## Excerpt provided
Risk of Investment Restrictions. The Fund is subject to the provisions of the 1940 Act that limit the amount that the Fund and its affiliates, in the aggregate, can invest in the outstanding voting securities of any one Underlying Fund. The Fund and its affiliates may not acquire “control” of an Underlying Fund, which is presumed once ownership of an Underlying Fund’s outstanding voting securities exceeds 25%. This limitation could inhibit the Fund’s ability to purchase one or more Underlying Funds.

 

10

 

Performance:

The bar chart and performance table below show the variability of the Fund’s returns over time, which is some indication of the risks of investing in the Fund. The bar chart shows performance of the Fund’s shares for each full calendar year since the Fund’s inception. The performance table compares the performance of the Fund’s shares over time to the performance of a broad-based market index. You should be aware that the Fund’s past performance (before and after taxes) may not be an indication of how the Fund will perform in the future. Updated performance information will be available at no cost by calling 1-888-783-8637 and may also be available at www.rareviewcapital.com

 

Performance Bar Chart

 

 

 

Best Quarter: 03/31/2021 7.05%
Worst Quarter: 03/31/2022 -9.47%

 

The Fund’s year-to-date return as of the most recent fiscal quarter, which ended December 31, 2022, was -17.12%

 

  One Year Life of the Fund
Return Before Taxes -17.12% 0.66%
Return After Taxes on Distributions -18.58% -1.37%
Return After Taxes on Distributions and Sale of Fund Shares -10.09% -0.10%
50% ICE BoFA 5-10 Year US Corp TR USD(1) -14.10% -6.35%

 

(1) The 50/50 blend index consists of 50% ICE BofA 5-10 Year US Corporate Index and 50% iBoxx USD Liquid High Yield Index. The ICE BofA 5-10 Year US Corporate Index tracks the performance of US dollar-denominated investment grade rated corporate debt publicly issued in the US domestic market. The Markit iBoxx USD Liquid High Yield Index consists of liquid USD high yield bonds, selected to provide a balanced representation of the broad USD high yield corporate bond universe. Investors cannot invest directly in an index.

## Dataset content
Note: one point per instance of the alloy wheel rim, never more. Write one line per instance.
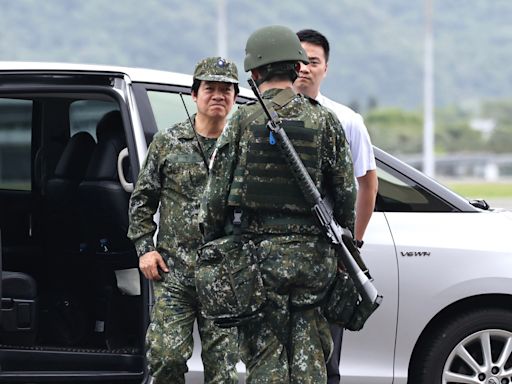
(484, 357)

## What the task requires
Copy the passage of the fund performance text from "The Fund’s year-to-date" to "in an index.", swapping in "high quality" wherever "investment grade" appears.

## Exercise output
The Fund’s year-to-date return as of the most recent fiscal quarter, which ended December 31, 2022, was -17.12%

 

  One Year Life of the Fund
Return Before Taxes -17.12% 0.66%
Return After Taxes on Distributions -18.58% -1.37%
Return After Taxes on Distributions and Sale of Fund Shares -10.09% -0.10%
50% ICE BoFA 5-10 Year US Corp TR USD(1) -14.10% -6.35%

 

(1) The 50/50 blend index consists of 50% ICE BofA 5-10 Year US Corporate Index and 50% iBoxx USD Liquid High Yield Index. The ICE BofA 5-10 Year US Corporate Index tracks the performance of US dollar-denominated high quality rated corporate debt publicly issued in the US domestic market. The Markit iBoxx USD Liquid High Yield Index consists of liquid USD high yield bonds, selected to provide a balanced representation of the broad USD high yield corporate bond universe. Investors cannot invest directly in an index.